WHAT YOU HAVE TO DO. Please print all of the records that follow with nothing altered.

Collected data
##########

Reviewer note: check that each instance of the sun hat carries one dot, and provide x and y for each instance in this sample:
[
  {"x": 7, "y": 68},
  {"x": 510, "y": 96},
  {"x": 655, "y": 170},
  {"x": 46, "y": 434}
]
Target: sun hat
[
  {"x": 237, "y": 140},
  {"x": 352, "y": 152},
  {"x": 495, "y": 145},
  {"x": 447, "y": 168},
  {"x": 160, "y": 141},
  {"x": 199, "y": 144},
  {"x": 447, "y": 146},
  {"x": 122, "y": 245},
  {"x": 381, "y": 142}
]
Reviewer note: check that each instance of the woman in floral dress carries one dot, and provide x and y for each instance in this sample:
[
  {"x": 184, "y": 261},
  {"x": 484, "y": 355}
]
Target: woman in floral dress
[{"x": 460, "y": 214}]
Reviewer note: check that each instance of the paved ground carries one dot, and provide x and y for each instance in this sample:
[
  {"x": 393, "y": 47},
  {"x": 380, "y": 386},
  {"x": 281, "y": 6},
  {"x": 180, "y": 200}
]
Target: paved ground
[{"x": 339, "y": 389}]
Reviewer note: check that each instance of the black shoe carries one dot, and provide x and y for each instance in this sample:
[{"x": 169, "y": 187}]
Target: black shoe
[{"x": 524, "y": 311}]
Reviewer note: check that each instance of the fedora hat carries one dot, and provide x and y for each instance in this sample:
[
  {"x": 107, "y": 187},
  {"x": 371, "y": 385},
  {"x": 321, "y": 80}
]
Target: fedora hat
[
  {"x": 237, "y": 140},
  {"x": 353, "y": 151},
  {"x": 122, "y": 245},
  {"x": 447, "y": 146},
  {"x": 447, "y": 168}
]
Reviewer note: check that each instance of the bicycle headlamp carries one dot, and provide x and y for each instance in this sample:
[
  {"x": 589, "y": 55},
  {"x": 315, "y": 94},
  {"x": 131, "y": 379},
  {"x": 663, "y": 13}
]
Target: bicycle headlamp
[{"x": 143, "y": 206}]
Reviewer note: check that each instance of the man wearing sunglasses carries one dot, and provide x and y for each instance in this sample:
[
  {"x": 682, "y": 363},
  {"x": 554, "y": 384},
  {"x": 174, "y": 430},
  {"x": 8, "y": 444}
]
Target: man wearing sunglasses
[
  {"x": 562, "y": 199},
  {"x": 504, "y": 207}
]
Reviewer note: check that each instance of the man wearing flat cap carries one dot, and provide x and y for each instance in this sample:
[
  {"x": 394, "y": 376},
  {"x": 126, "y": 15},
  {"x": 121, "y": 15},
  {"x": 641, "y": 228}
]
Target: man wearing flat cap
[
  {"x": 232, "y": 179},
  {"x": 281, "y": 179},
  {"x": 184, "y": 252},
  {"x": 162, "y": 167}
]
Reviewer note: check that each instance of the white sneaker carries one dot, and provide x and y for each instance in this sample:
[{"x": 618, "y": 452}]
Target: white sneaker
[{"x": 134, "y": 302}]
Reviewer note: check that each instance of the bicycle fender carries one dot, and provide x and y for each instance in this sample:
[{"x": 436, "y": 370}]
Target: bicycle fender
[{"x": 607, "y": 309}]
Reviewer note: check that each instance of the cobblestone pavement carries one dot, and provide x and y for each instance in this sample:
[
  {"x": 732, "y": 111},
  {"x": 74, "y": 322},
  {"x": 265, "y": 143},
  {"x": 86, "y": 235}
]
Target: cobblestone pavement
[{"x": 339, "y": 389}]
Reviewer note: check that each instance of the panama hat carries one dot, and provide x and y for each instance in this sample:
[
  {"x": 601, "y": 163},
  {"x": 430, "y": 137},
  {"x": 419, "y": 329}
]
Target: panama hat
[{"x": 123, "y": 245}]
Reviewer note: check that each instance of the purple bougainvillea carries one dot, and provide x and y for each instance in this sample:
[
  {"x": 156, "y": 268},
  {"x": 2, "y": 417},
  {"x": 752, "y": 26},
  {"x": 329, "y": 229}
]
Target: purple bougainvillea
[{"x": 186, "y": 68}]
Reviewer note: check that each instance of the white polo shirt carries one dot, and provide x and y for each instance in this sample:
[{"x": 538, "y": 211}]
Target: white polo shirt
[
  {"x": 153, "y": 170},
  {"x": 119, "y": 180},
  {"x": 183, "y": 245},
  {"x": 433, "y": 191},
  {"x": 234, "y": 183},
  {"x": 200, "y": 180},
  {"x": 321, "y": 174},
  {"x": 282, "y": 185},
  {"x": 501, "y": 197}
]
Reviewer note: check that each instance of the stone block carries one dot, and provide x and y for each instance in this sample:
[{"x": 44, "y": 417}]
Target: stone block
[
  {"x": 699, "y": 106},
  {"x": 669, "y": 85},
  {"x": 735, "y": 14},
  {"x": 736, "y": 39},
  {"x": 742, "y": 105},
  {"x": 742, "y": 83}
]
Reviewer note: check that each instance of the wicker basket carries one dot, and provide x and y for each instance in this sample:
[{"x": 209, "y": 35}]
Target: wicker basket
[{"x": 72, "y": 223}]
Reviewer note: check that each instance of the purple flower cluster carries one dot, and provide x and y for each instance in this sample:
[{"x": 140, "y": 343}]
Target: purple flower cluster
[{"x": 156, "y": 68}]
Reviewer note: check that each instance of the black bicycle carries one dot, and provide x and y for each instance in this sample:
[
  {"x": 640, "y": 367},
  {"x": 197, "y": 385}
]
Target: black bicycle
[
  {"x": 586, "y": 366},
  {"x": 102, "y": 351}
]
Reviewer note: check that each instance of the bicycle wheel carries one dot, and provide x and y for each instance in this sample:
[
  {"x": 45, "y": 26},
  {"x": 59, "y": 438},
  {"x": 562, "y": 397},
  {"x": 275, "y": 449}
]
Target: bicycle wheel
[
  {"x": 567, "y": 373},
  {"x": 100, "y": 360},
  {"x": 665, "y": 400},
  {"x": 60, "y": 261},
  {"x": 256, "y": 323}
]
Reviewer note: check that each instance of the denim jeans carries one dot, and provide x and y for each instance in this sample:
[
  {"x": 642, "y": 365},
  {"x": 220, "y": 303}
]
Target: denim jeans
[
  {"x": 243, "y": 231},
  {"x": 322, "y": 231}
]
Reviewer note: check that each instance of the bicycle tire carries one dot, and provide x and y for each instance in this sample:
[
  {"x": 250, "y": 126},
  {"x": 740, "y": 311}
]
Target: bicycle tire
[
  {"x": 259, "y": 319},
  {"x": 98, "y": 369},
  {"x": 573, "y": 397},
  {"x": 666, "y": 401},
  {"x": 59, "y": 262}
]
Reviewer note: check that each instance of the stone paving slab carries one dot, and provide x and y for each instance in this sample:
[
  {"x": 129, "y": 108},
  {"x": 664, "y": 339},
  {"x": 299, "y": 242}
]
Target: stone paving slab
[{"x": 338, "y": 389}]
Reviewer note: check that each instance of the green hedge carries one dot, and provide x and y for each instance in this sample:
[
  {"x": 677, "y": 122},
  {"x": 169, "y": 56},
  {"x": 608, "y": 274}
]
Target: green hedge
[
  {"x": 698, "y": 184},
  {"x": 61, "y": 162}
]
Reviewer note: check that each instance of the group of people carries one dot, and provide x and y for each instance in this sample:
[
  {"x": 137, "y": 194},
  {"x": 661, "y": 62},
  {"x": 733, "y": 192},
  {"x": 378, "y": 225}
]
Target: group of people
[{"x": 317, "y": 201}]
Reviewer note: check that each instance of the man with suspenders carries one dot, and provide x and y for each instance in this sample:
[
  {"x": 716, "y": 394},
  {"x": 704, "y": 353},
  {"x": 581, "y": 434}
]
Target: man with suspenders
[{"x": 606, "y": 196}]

##########

FINISHED TASK.
Reviewer note: check that each instance of the sun hat carries one dot, and provide x and y for each instance in this sample:
[
  {"x": 7, "y": 68},
  {"x": 510, "y": 96},
  {"x": 655, "y": 170},
  {"x": 46, "y": 434}
]
Target: sun hat
[
  {"x": 237, "y": 140},
  {"x": 352, "y": 152},
  {"x": 495, "y": 145},
  {"x": 447, "y": 168},
  {"x": 160, "y": 141},
  {"x": 199, "y": 144},
  {"x": 447, "y": 146},
  {"x": 122, "y": 245},
  {"x": 381, "y": 142}
]
Reviewer note: check that each instance of the woman in floral dress carries one dot, and provide x and y for each instance in this sample:
[
  {"x": 184, "y": 261},
  {"x": 484, "y": 355}
]
Target: woman in floral dress
[{"x": 460, "y": 214}]
Reviewer note: check that each instance of the paved ground carries one dot, and provide x and y for each instance in this sample:
[
  {"x": 393, "y": 47},
  {"x": 380, "y": 386},
  {"x": 281, "y": 6},
  {"x": 180, "y": 200}
]
Target: paved ground
[{"x": 339, "y": 389}]
Reviewer note: check that each instance of the black shoe carries one dot, and provide x and y for each instance in this sample:
[{"x": 169, "y": 187}]
Target: black shoe
[{"x": 524, "y": 311}]
Reviewer note: check that each instance of the fedora hat carries one dot, and provide x and y for each instance in this sample:
[
  {"x": 107, "y": 187},
  {"x": 371, "y": 385},
  {"x": 321, "y": 80}
]
Target: fedora hat
[
  {"x": 237, "y": 140},
  {"x": 353, "y": 151},
  {"x": 122, "y": 245},
  {"x": 447, "y": 146},
  {"x": 447, "y": 168}
]
Reviewer note: check that each instance of the bicycle headlamp carries one dot, and provide x and y for each instance in this sample:
[
  {"x": 589, "y": 55},
  {"x": 315, "y": 94},
  {"x": 131, "y": 379},
  {"x": 663, "y": 13}
]
Target: bicycle headlamp
[{"x": 143, "y": 206}]
Reviewer note: check that each instance of the man wearing sunglasses carries one dot, and provide x and y for each instance in this sample:
[
  {"x": 682, "y": 363},
  {"x": 554, "y": 384},
  {"x": 174, "y": 430},
  {"x": 8, "y": 444}
]
Target: man wearing sunglasses
[
  {"x": 562, "y": 199},
  {"x": 504, "y": 207}
]
Reviewer note: check that each instance of the man wearing flat cap carries one dot, and provide x and y for each instance in this sample:
[
  {"x": 394, "y": 376},
  {"x": 126, "y": 15},
  {"x": 121, "y": 15},
  {"x": 641, "y": 228}
]
Target: man wearing flat cap
[
  {"x": 232, "y": 179},
  {"x": 281, "y": 179},
  {"x": 184, "y": 252},
  {"x": 162, "y": 167}
]
Reviewer note: check that each instance of the white sneaker carries one dot, and provide x and y for each instance in this sample:
[{"x": 618, "y": 452}]
Target: white sneaker
[{"x": 134, "y": 302}]
Reviewer note: check that each instance of the bicycle fender carries one dot, and provide x and y for each instance in this sample:
[{"x": 436, "y": 370}]
Target: bicycle fender
[{"x": 607, "y": 309}]
Reviewer note: check that each instance of the cobblestone pavement carries one dot, and provide x and y for each instance in this sample:
[
  {"x": 732, "y": 111},
  {"x": 74, "y": 322},
  {"x": 265, "y": 143},
  {"x": 86, "y": 235}
]
Target: cobblestone pavement
[{"x": 339, "y": 389}]
Reviewer note: check that each instance of the panama hat carries one dot, and provide x and y for each instance in this sample:
[
  {"x": 601, "y": 163},
  {"x": 430, "y": 137},
  {"x": 419, "y": 329}
]
Target: panama hat
[{"x": 123, "y": 245}]
Reviewer note: check that each instance of the purple bougainvillea carries one dot, and provide x and y for each instance in this sample:
[
  {"x": 156, "y": 268},
  {"x": 2, "y": 417},
  {"x": 752, "y": 26},
  {"x": 329, "y": 229}
]
Target: purple bougainvillea
[{"x": 186, "y": 68}]
Reviewer note: check that each instance of the white polo shirt carries one dot, and provide x and y for each instance in this sample:
[{"x": 538, "y": 211}]
Target: white polo shirt
[
  {"x": 153, "y": 170},
  {"x": 119, "y": 180},
  {"x": 183, "y": 245},
  {"x": 433, "y": 191},
  {"x": 234, "y": 183},
  {"x": 200, "y": 180},
  {"x": 321, "y": 174},
  {"x": 282, "y": 185},
  {"x": 501, "y": 197}
]
Reviewer note: check that each instance of the stone block carries one dot, and provide x and y for each instance in this sample:
[{"x": 44, "y": 417}]
Target: stone block
[
  {"x": 699, "y": 106},
  {"x": 669, "y": 85},
  {"x": 735, "y": 14},
  {"x": 736, "y": 39},
  {"x": 742, "y": 105},
  {"x": 742, "y": 83}
]
Reviewer note: check that each instance of the wicker basket carries one dot, and provide x and y for each instance in this sample:
[{"x": 209, "y": 35}]
Target: wicker basket
[{"x": 72, "y": 223}]
Reviewer note: check that each instance of the purple flower cluster carries one dot, and provide x and y for each instance in this sample:
[{"x": 140, "y": 343}]
Target: purple flower cluster
[{"x": 156, "y": 68}]
Reviewer note: check that each instance of the black bicycle carries one dot, and provide x and y for each instance in this sample:
[
  {"x": 640, "y": 367},
  {"x": 197, "y": 385}
]
Target: black bicycle
[
  {"x": 586, "y": 366},
  {"x": 102, "y": 351}
]
Reviewer note: check that each instance of the bicycle wheel carries one dot, and provide x and y for each instance in this sample:
[
  {"x": 45, "y": 26},
  {"x": 59, "y": 438},
  {"x": 562, "y": 397},
  {"x": 275, "y": 449}
]
Target: bicycle wheel
[
  {"x": 567, "y": 373},
  {"x": 100, "y": 360},
  {"x": 665, "y": 400},
  {"x": 60, "y": 261},
  {"x": 256, "y": 323}
]
Reviewer note: check that each instance of the denim jeans carries one dot, and provide x and y for each instance in this sample:
[
  {"x": 642, "y": 365},
  {"x": 220, "y": 303}
]
Target: denim jeans
[
  {"x": 243, "y": 231},
  {"x": 322, "y": 231}
]
Reviewer note: check that each instance of the bicycle tire carries one dot, and provide x and y for each instance in this sample:
[
  {"x": 250, "y": 126},
  {"x": 740, "y": 311}
]
Target: bicycle tire
[
  {"x": 259, "y": 319},
  {"x": 98, "y": 369},
  {"x": 573, "y": 397},
  {"x": 666, "y": 401},
  {"x": 59, "y": 262}
]
Reviewer note: check that each instance of the stone paving slab carries one dot, and provide x and y for each instance in this sample:
[
  {"x": 129, "y": 108},
  {"x": 664, "y": 339},
  {"x": 299, "y": 242}
]
Target: stone paving slab
[{"x": 338, "y": 389}]
Reviewer note: check that each instance of the green hedge carries one dot, and provide x and y for each instance in this sample:
[
  {"x": 677, "y": 122},
  {"x": 169, "y": 56},
  {"x": 608, "y": 274}
]
Target: green hedge
[
  {"x": 698, "y": 184},
  {"x": 61, "y": 162}
]
Reviewer note: check that each instance of the group of people carries one dot, and provide x and y for each instance in this sample:
[
  {"x": 137, "y": 194},
  {"x": 661, "y": 62},
  {"x": 733, "y": 192},
  {"x": 378, "y": 225}
]
Target: group of people
[{"x": 317, "y": 201}]
Reviewer note: check that each instance of the man with suspenders carries one dot, and provide x and y for each instance in this sample:
[
  {"x": 716, "y": 394},
  {"x": 704, "y": 353},
  {"x": 581, "y": 434}
]
Target: man with suspenders
[{"x": 606, "y": 196}]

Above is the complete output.